**PROBLEM STATEMENT:**
Without changing a single word, write out every entry.

**SOURCE MATERIAL:**
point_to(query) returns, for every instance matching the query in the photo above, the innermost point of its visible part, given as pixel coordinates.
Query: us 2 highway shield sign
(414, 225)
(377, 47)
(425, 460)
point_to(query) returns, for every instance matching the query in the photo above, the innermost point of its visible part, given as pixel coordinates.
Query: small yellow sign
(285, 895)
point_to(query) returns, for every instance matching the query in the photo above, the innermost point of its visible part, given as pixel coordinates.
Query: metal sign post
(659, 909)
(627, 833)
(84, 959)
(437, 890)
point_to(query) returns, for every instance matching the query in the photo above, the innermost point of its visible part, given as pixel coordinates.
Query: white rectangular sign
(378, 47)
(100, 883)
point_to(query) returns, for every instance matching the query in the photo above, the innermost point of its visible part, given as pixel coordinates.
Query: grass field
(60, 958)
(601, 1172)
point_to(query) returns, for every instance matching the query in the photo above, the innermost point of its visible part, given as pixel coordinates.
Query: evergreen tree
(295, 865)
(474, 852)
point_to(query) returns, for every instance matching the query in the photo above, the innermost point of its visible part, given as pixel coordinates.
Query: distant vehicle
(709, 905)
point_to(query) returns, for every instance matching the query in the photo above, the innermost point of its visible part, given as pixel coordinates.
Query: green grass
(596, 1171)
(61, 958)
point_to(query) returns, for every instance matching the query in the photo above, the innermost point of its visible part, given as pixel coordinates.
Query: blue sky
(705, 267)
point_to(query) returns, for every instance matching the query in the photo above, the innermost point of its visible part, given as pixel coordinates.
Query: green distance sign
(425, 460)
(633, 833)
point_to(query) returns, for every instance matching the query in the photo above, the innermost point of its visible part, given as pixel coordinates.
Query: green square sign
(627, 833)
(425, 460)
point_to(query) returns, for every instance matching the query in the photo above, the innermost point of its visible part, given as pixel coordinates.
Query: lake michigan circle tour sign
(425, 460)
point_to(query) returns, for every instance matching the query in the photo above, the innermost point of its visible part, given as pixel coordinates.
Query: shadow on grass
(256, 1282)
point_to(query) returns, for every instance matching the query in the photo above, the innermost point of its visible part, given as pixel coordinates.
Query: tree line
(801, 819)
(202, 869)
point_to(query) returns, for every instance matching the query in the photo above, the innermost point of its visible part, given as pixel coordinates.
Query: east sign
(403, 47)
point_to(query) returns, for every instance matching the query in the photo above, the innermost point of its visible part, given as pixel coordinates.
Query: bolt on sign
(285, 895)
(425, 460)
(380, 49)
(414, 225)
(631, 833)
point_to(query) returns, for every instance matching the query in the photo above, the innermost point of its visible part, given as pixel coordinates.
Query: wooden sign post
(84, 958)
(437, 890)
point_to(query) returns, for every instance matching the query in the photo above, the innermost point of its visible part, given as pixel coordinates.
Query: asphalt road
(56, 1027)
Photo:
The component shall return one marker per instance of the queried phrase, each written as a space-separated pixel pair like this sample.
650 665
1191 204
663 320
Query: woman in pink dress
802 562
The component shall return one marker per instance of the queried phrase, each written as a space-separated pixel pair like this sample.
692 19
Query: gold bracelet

**ANSWER TO THE EXERCISE:**
point_to(query) returns, for every instance matching the query in the photo above, the innermost point of its visible part, given as pixel coordinates.
Query: us 2 highway shield sign
(414, 225)
(377, 47)
(425, 460)
point_to(query) returns, for every instance matching the query in the photo above, the innermost point of its visible part, given as pixel coordinates.
Query: small yellow sign
(285, 895)
point_to(query) returns, for every instance matching the query in the photo above, the innermost point of its visible part, given as pixel coordinates.
Query: metal sign post
(659, 909)
(627, 833)
(84, 959)
(437, 890)
point_to(query) returns, for every instance matching the query in the photo above, the innermost point of its visible part, given as pixel coordinates.
Query: white rectangular sign
(378, 47)
(100, 883)
point_to(query) returns, for every instance matching the query in the photo above, the innermost point of its visible part, given as pixel coordinates.
Query: grass field
(60, 958)
(601, 1172)
point_to(query) returns, for every instance matching the query in the photo above, the innermost point of its visible part, given as pixel coordinates.
Query: evergreen tree
(295, 865)
(474, 852)
point_to(query) returns, for every instance matching the query in the photo above, the innermost point of its visible part, given as pixel coordinates.
Query: distant vehicle
(709, 905)
point_to(query) returns, for every instance matching the query in the photo above, the innermost point of its visible part, given as pixel coordinates.
Query: green grass
(596, 1171)
(61, 958)
point_to(query) returns, for every instance matching the query in the photo above, the innermost point of its visible part, given as pixel coordinates.
Query: blue sky
(705, 267)
point_to(query) returns, for every instance matching the query in the photo above, the innermost point of its visible part, given as pixel coordinates.
Query: green distance sign
(425, 460)
(633, 833)
point_to(query) returns, for every instance matching the query in the photo above, the innermost point of its visible part, given as pixel coordinates.
Query: green square sign
(627, 833)
(425, 460)
point_to(query) returns, for every instance matching the query in the photo above, the innermost point of its visible part, given as pixel coordinates.
Query: lake michigan circle tour sign
(425, 460)
point_to(query) returns, for every instance matching the query in the photo above, the innermost point of its visible part, given as pixel coordinates.
Query: shadow on grass
(256, 1282)
point_to(query) returns, for every instance matching the query in the photo above, the innermost point of its visible part, given as pixel coordinates.
Query: tree line
(801, 819)
(202, 869)
point_to(query) returns, for every instance matching the query in the photo above, the innermost point of its visible part, given as pixel coordinates.
Query: east sign
(403, 47)
point_to(query) returns, for every instance matching the query in the photo above, the innermost point of its visible part, given as pixel coordinates.
Query: bolt on sign
(285, 895)
(425, 460)
(380, 49)
(414, 225)
(631, 833)
point_to(query) returns, for every instance matching the query in the photo above, the innermost point of its visible part, given as pixel coordinates.
Query: wooden sign post
(84, 958)
(437, 890)
point_to(query) returns, for every instance matching the query in the photo above, the innermost point of its visible part, given as pixel coordinates.
Query: asphalt road
(56, 1027)
Photo:
The component shall return one marker per instance of the queried phrase, each written as a space-separated pixel pair like this sample.
650 665
1191 204
663 320
Query: woman in pink dress
802 562
The component shall return one marker per instance of the queried phrase, each written as a space-separated pixel pair like this sample.
692 19
Query: gold bracelet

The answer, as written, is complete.